What you need to do:
A. Transcribe the Brexit tax article word for word, from "There has been" up to and including "could save costs.".
B. Answer these questions using the Brexit tax article:
(i) From what date may VAT have to be paid on imports from the UK?
(ii) What does MOSS stand for?
(iii) On what terms does the UK-based supplier in the example sell to Irish customers?

Excerpt to read:
Tax implications of Brexit - Crowe Ireland

Tax implications of Brexit 

22/04/2021
Tax implications of Brexit - Crowe Ireland

There has been unprecedent change to international tax rules and guidance in recent times which has directly impacted local legislation in Ireland. 

If your business involves the movement of goods through the UK, you should review your supply chain model and processes to establish if any additional cost or administration has arisen and if a reorganisation of your supply chain could save costs. 

Our tax team outline some of the tax implications and actions businesses need to be aware of:

  • The EU-UK Trade and Cooperation Agreement covers customs charges when importing goods from the UK to the EU, including Ireland. However, the deal only applies to products coming into Ireland that are manufactured or originate in the UK and comply with the rules of origin. This means that you may still have to pay customs duty on some items bought in the UK and delivered to Ireland.
  • This trade deal does affect VAT, and the VAT position of moving goods from the UK to Ireland now mirrors that of importing goods from non-EU jurisdictions. You may therefore have to pay VAT on imports from the UK from 1 January 2021. However, if you are approved to use the postponed VAT accounting provisions then VAT will not be due at the point of importation and you can self-account for such VAT on your VAT return, eliminating any cash flow impact of paying the VAT at the point of importation. This approval must be applied for as part of any new VAT registration application. The postponed VAT accounting needs to be recorded and tracked on the VAT returns filed by the Irish company. 
  • Depending on your terms of sale with customers, you may be required to register for VAT in Ireland when previously the sale was treated as an intra-community acquisition. For example, a UK-based supplier selling on Delivered Duty Paid (DDP)  terms to Irish customers will now have to register for Irish VAT and charge VAT on the sale in Ireland. 
  • If your business was registered for MOSS (Mini One Stop Shop) in the UK to account for VAT on your EU B2C sales, this registration needs to be cancelled and a new registration put in place in an EU country. You may also need a new UK registration to account for UK domestic B2C sales.

Given information:
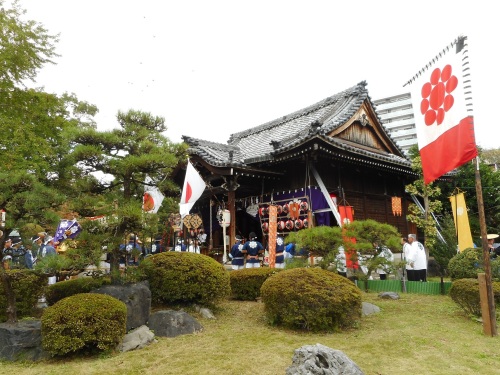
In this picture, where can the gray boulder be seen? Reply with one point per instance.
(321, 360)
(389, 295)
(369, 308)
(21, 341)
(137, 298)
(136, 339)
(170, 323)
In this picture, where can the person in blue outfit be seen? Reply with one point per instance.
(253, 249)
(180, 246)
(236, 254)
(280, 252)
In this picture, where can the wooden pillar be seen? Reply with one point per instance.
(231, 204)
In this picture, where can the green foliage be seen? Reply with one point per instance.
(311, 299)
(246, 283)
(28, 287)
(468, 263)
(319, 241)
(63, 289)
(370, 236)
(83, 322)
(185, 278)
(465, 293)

--

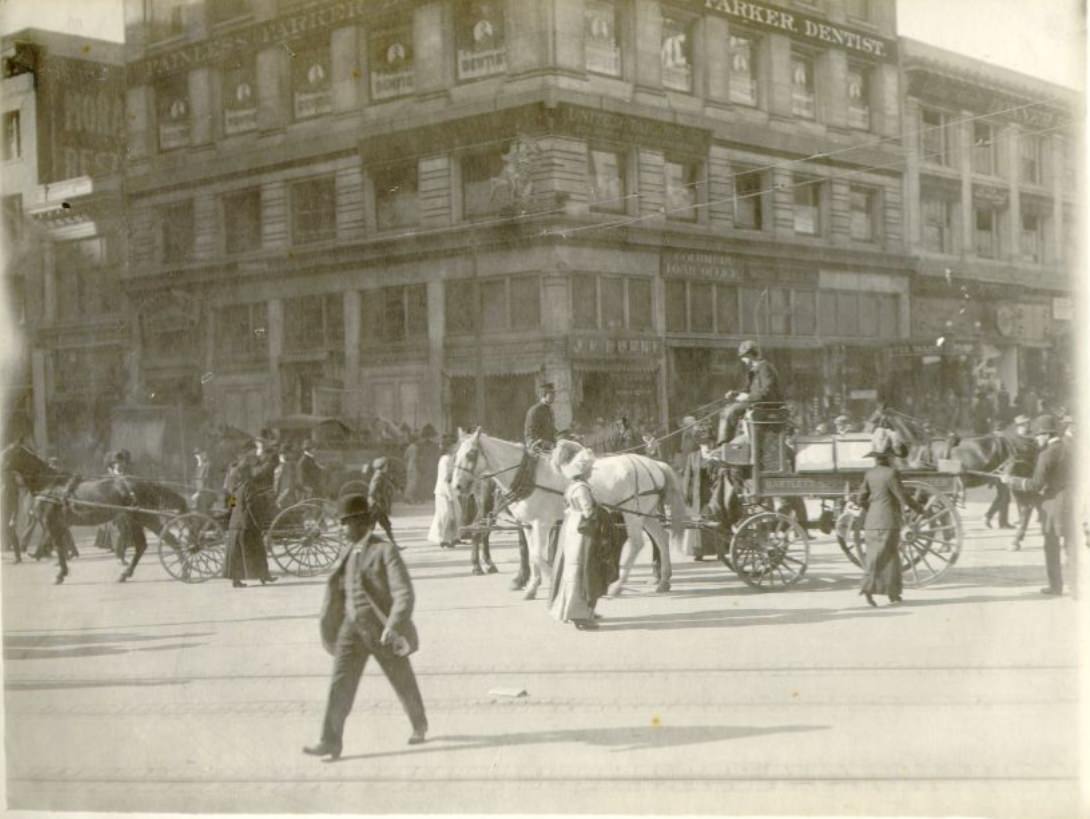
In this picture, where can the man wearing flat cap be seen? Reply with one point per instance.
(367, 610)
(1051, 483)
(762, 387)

...

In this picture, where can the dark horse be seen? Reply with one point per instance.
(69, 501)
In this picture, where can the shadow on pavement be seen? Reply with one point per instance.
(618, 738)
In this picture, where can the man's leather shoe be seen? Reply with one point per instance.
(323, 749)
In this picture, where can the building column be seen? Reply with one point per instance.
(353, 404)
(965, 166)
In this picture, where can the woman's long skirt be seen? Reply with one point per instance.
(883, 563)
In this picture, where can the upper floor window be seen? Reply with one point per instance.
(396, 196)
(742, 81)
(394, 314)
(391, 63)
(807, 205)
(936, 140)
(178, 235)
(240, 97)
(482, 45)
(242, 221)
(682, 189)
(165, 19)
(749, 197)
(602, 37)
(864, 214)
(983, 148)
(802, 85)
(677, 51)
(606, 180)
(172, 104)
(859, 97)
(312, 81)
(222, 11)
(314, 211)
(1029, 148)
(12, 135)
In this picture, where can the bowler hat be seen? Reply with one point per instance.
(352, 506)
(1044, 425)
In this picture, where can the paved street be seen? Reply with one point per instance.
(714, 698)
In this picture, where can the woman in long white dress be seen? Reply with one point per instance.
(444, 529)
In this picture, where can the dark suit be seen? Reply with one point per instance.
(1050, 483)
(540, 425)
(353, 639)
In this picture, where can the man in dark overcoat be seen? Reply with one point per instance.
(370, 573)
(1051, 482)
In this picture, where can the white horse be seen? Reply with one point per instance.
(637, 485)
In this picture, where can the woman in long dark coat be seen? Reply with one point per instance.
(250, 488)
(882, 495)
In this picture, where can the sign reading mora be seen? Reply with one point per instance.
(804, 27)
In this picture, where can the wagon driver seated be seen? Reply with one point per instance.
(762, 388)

Solutions for each task:
A.
There has been unprecedent change to international tax rules and guidance in recent times which has directly impacted local legislation in Ireland. 

If your business involves the movement of goods through the UK, you should review your supply chain model and processes to establish if any additional cost or administration has arisen and if a reorganisation of your supply chain could save costs.

B.
(i) 1 January 2021
(ii) Mini One Stop Shop
(iii) Delivered Duty Paid (DDP) terms